• [Exercise]
Filter the rows below, keeping every line that contains the word "dead", and copy those lines as they appear.

• [Record extracts]
** begin **
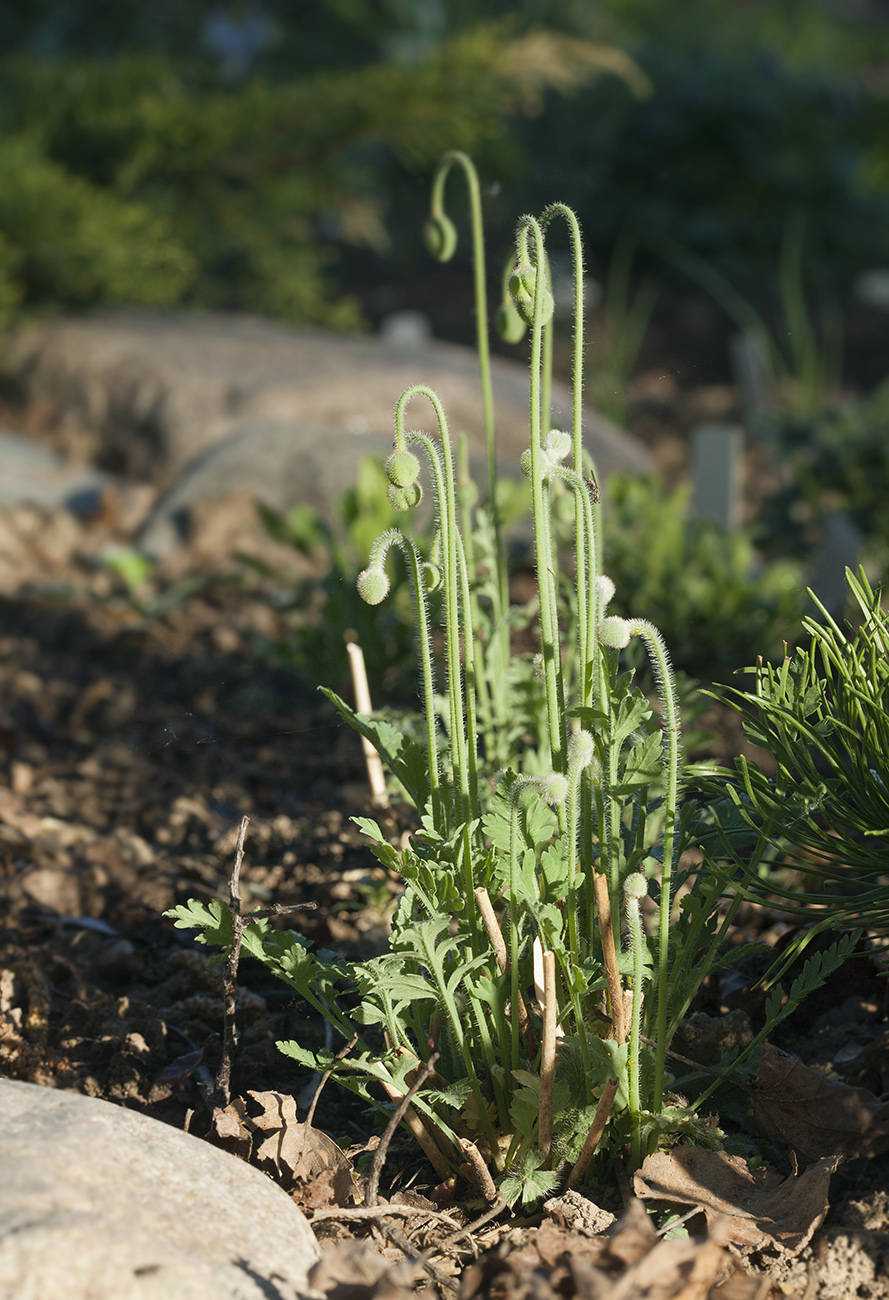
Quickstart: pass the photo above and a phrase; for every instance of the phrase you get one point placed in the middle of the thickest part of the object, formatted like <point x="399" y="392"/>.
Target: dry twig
<point x="398" y="1114"/>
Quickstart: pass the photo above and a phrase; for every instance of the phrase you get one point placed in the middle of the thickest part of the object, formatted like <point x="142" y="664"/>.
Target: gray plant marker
<point x="716" y="467"/>
<point x="751" y="376"/>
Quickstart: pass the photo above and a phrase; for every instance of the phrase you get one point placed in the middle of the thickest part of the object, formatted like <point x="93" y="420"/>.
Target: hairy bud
<point x="523" y="285"/>
<point x="558" y="443"/>
<point x="615" y="632"/>
<point x="508" y="324"/>
<point x="581" y="750"/>
<point x="554" y="788"/>
<point x="402" y="468"/>
<point x="373" y="585"/>
<point x="439" y="237"/>
<point x="404" y="498"/>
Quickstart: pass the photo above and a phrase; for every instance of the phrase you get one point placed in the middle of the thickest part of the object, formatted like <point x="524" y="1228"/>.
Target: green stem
<point x="663" y="672"/>
<point x="456" y="157"/>
<point x="542" y="545"/>
<point x="637" y="941"/>
<point x="393" y="537"/>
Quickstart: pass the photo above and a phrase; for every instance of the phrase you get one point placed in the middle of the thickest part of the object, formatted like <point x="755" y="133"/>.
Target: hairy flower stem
<point x="442" y="467"/>
<point x="663" y="672"/>
<point x="393" y="537"/>
<point x="586" y="572"/>
<point x="456" y="157"/>
<point x="633" y="889"/>
<point x="542" y="546"/>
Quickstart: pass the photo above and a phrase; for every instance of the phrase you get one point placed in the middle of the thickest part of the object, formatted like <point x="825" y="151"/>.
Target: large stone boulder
<point x="157" y="389"/>
<point x="99" y="1203"/>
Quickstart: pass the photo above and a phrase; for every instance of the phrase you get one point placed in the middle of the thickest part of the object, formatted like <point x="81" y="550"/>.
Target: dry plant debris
<point x="818" y="1116"/>
<point x="631" y="1264"/>
<point x="755" y="1208"/>
<point x="303" y="1160"/>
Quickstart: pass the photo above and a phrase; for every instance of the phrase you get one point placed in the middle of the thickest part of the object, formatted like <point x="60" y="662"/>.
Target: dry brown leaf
<point x="295" y="1155"/>
<point x="230" y="1129"/>
<point x="633" y="1264"/>
<point x="818" y="1116"/>
<point x="759" y="1207"/>
<point x="351" y="1269"/>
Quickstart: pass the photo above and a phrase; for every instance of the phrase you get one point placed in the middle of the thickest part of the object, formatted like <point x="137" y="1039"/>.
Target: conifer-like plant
<point x="537" y="947"/>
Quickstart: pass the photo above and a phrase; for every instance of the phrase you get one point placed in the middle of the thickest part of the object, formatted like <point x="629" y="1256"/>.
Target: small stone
<point x="99" y="1203"/>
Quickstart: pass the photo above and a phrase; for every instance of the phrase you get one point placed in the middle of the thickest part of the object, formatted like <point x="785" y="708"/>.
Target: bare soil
<point x="131" y="744"/>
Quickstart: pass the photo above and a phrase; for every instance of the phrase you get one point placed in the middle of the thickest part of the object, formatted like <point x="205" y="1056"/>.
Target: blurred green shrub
<point x="710" y="592"/>
<point x="723" y="157"/>
<point x="150" y="181"/>
<point x="63" y="238"/>
<point x="836" y="459"/>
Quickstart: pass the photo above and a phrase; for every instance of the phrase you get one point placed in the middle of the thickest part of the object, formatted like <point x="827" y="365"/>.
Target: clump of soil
<point x="131" y="744"/>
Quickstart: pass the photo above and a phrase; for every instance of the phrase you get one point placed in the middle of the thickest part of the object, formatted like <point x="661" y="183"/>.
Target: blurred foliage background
<point x="274" y="156"/>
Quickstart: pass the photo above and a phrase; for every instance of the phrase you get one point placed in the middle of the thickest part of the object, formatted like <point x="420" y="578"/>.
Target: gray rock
<point x="39" y="476"/>
<point x="157" y="389"/>
<point x="98" y="1203"/>
<point x="280" y="464"/>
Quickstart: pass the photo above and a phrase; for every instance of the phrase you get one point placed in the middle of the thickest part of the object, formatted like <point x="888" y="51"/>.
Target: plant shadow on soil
<point x="130" y="752"/>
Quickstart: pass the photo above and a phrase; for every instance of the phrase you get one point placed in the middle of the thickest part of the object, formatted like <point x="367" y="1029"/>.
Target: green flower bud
<point x="615" y="632"/>
<point x="508" y="324"/>
<point x="558" y="443"/>
<point x="402" y="468"/>
<point x="404" y="498"/>
<point x="373" y="585"/>
<point x="432" y="576"/>
<point x="523" y="282"/>
<point x="581" y="750"/>
<point x="636" y="885"/>
<point x="439" y="237"/>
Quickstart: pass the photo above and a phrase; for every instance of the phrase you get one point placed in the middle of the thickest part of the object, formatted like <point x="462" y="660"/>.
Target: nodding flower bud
<point x="402" y="468"/>
<point x="554" y="788"/>
<point x="581" y="750"/>
<point x="636" y="885"/>
<point x="558" y="443"/>
<point x="373" y="585"/>
<point x="508" y="324"/>
<point x="432" y="576"/>
<point x="404" y="498"/>
<point x="523" y="285"/>
<point x="439" y="237"/>
<point x="615" y="632"/>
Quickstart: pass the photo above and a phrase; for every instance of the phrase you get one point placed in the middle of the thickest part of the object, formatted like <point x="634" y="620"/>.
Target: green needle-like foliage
<point x="537" y="947"/>
<point x="824" y="814"/>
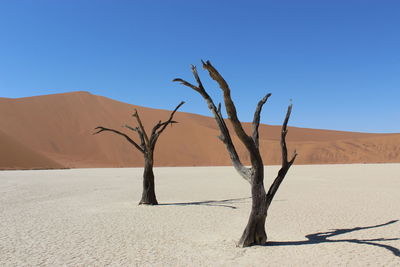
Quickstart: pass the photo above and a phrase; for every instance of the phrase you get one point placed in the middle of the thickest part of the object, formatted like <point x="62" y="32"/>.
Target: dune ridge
<point x="56" y="131"/>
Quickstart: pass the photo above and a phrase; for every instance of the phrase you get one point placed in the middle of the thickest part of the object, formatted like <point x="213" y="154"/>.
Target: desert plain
<point x="323" y="215"/>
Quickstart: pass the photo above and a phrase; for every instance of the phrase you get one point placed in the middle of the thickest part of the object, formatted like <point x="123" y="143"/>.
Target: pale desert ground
<point x="323" y="215"/>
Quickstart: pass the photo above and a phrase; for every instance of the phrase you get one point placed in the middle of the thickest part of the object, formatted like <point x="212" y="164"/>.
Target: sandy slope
<point x="60" y="127"/>
<point x="16" y="156"/>
<point x="90" y="217"/>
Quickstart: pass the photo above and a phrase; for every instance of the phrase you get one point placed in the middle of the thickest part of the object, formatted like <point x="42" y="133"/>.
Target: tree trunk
<point x="254" y="233"/>
<point x="148" y="195"/>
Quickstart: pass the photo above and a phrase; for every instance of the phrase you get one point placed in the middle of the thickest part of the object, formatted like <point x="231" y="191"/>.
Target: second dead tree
<point x="254" y="233"/>
<point x="146" y="147"/>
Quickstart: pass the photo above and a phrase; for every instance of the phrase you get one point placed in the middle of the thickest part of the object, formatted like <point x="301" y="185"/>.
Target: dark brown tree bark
<point x="146" y="147"/>
<point x="254" y="233"/>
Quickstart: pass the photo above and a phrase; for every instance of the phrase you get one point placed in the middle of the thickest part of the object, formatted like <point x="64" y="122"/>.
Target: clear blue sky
<point x="338" y="60"/>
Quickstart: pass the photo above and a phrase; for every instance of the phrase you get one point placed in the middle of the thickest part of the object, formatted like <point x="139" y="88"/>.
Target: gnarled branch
<point x="143" y="131"/>
<point x="225" y="136"/>
<point x="285" y="163"/>
<point x="140" y="134"/>
<point x="231" y="109"/>
<point x="256" y="120"/>
<point x="160" y="126"/>
<point x="101" y="129"/>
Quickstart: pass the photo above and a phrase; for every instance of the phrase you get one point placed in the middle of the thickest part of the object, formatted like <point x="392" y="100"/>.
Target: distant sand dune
<point x="60" y="128"/>
<point x="323" y="215"/>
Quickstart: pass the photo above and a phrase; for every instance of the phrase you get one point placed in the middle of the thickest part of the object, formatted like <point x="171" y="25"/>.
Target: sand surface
<point x="59" y="129"/>
<point x="324" y="215"/>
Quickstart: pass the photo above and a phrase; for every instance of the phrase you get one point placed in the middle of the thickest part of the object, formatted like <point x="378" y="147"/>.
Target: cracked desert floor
<point x="323" y="215"/>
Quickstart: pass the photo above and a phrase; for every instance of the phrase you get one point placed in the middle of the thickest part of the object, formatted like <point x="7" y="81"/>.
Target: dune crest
<point x="57" y="130"/>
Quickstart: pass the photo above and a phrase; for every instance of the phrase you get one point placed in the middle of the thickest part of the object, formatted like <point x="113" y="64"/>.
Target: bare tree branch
<point x="225" y="136"/>
<point x="101" y="129"/>
<point x="285" y="163"/>
<point x="146" y="138"/>
<point x="256" y="120"/>
<point x="141" y="136"/>
<point x="230" y="106"/>
<point x="160" y="126"/>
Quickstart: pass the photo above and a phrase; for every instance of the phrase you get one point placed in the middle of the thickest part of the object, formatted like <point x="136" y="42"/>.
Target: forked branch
<point x="256" y="120"/>
<point x="230" y="106"/>
<point x="141" y="128"/>
<point x="160" y="126"/>
<point x="285" y="163"/>
<point x="102" y="129"/>
<point x="225" y="136"/>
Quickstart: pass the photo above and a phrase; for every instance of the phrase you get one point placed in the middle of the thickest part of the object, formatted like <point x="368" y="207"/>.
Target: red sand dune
<point x="55" y="131"/>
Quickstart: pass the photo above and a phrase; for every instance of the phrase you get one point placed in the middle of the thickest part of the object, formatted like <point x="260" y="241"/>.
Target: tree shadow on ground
<point x="322" y="237"/>
<point x="226" y="203"/>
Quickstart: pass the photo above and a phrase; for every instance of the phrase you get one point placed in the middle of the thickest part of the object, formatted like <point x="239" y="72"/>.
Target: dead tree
<point x="254" y="233"/>
<point x="146" y="147"/>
** end **
• [Solution for this problem]
Target: second dead tree
Target: dead tree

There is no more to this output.